▶ **Exercise requirements**: Rewrite every entry below, replacing "marker" with "pin" wherever it occurs and keeping everything else the same.

━━━━━ Input for this task ━━━━━

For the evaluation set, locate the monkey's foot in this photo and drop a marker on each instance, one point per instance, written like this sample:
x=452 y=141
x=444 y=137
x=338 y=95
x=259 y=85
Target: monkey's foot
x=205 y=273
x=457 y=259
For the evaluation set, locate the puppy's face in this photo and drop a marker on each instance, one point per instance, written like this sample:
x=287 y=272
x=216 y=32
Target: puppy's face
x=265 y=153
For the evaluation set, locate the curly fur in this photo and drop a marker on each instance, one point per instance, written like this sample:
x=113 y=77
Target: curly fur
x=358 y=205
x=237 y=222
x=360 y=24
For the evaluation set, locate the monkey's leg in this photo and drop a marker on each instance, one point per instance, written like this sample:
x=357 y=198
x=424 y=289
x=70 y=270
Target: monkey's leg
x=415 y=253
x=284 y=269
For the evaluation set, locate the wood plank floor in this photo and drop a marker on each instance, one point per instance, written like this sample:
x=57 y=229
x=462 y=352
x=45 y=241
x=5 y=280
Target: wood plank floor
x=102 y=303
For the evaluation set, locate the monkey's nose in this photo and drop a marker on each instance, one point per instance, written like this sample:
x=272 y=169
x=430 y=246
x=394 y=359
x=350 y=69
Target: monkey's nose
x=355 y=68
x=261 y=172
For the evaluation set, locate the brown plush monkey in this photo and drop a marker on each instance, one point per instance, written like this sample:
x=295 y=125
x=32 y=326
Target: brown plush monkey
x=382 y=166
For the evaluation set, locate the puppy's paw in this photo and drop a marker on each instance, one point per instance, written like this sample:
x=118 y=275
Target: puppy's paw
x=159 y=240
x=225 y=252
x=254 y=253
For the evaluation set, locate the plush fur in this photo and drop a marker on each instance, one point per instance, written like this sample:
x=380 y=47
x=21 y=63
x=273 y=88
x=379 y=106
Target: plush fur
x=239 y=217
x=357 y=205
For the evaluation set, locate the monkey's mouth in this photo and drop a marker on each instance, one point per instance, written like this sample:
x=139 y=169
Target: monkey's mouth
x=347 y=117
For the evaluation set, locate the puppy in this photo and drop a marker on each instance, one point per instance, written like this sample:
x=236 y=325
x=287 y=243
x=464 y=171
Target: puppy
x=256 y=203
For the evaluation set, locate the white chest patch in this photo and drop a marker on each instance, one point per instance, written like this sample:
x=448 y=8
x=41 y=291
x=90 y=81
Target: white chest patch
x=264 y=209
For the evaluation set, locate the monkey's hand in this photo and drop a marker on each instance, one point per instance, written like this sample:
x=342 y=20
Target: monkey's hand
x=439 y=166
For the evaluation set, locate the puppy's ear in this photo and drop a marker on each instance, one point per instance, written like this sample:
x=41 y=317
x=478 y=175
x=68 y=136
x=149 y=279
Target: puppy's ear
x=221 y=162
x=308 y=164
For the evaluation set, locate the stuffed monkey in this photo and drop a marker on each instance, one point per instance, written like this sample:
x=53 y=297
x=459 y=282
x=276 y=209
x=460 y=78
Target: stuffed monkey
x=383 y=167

━━━━━

▶ **Output below**:
For the evaluation set, locate the monkey's foot in this photo and drop a pin on each instance, one point per instance, written like this sample:
x=452 y=141
x=444 y=137
x=338 y=95
x=259 y=85
Target: monkey's foot
x=205 y=273
x=457 y=259
For the evaluation set, locate the puppy's face in this photo and drop a pin on each instance, one point per instance, written like this sample:
x=287 y=272
x=216 y=32
Target: puppy's face
x=265 y=153
For the evaluation set, locate the curly fur in this photo and drop a pin on each instance, one point per instance, written like this sample:
x=113 y=77
Target: curly fur
x=358 y=205
x=237 y=222
x=360 y=24
For the evaluation set, locate the monkey's leg in this photo and drop a pin on each instance, one point per instance, written like this sample:
x=357 y=198
x=424 y=289
x=70 y=270
Target: monkey's leg
x=415 y=253
x=284 y=269
For the evaluation set, locate the wood plank floor in this photo and drop a pin on each instance, one point per instance, written like this sample:
x=57 y=229
x=462 y=352
x=45 y=241
x=5 y=280
Target: wood plank floor
x=102 y=303
For the evaluation set, locate the monkey's nose in this photo and drop a pin on each instance, one point per instance, written like this sample:
x=272 y=169
x=430 y=246
x=394 y=359
x=350 y=69
Target: monkey's nose
x=355 y=68
x=261 y=172
For the evaluation set, locate the brown plush monkey in this photo and drop a pin on each instance, one point per instance, written like this sample:
x=295 y=125
x=32 y=326
Target: brown plush monkey
x=382 y=166
For the evaluation set, locate the puppy's paw in this photo and drop a pin on each instance, one point per instance, written like this sample:
x=118 y=275
Target: puppy's paw
x=159 y=240
x=225 y=252
x=254 y=253
For the evaluation set, locate the plush fur in this photo and drop a pin on each instance, one point per instance, written like this sample:
x=380 y=47
x=21 y=63
x=273 y=88
x=379 y=106
Target: plush fur
x=239 y=217
x=357 y=205
For the evaluation set, locate the monkey's mouth in this photo and drop a pin on each instance, one point per instance, written like this sample:
x=139 y=169
Target: monkey's mouth
x=347 y=117
For the evaluation set, locate the puppy in this photo and drop a pin on each instance, one point per instance, written like this sample:
x=236 y=325
x=287 y=243
x=464 y=171
Target: puppy
x=256 y=203
For the evaluation set, locate the white chest patch in this photo and drop a pin on each instance, one point per instance, written like this sample:
x=448 y=8
x=41 y=291
x=90 y=81
Target: white chest patch
x=264 y=209
For the evaluation set, locate the monkey's hand in this photo and drop a pin on each instance, one point per instance, written like this sample:
x=342 y=20
Target: monkey's hand
x=439 y=166
For the evaluation set, locate the puppy's ear in this photo and drop a pin on each instance, one point per instance, written like this sample:
x=41 y=317
x=478 y=175
x=68 y=136
x=149 y=279
Target: puppy's ear
x=221 y=162
x=308 y=164
For the evaluation set, locate the stuffed monkey in this photo and drop a pin on each instance, one point per instance, written like this sample:
x=53 y=297
x=459 y=282
x=276 y=209
x=460 y=78
Target: stuffed monkey
x=383 y=167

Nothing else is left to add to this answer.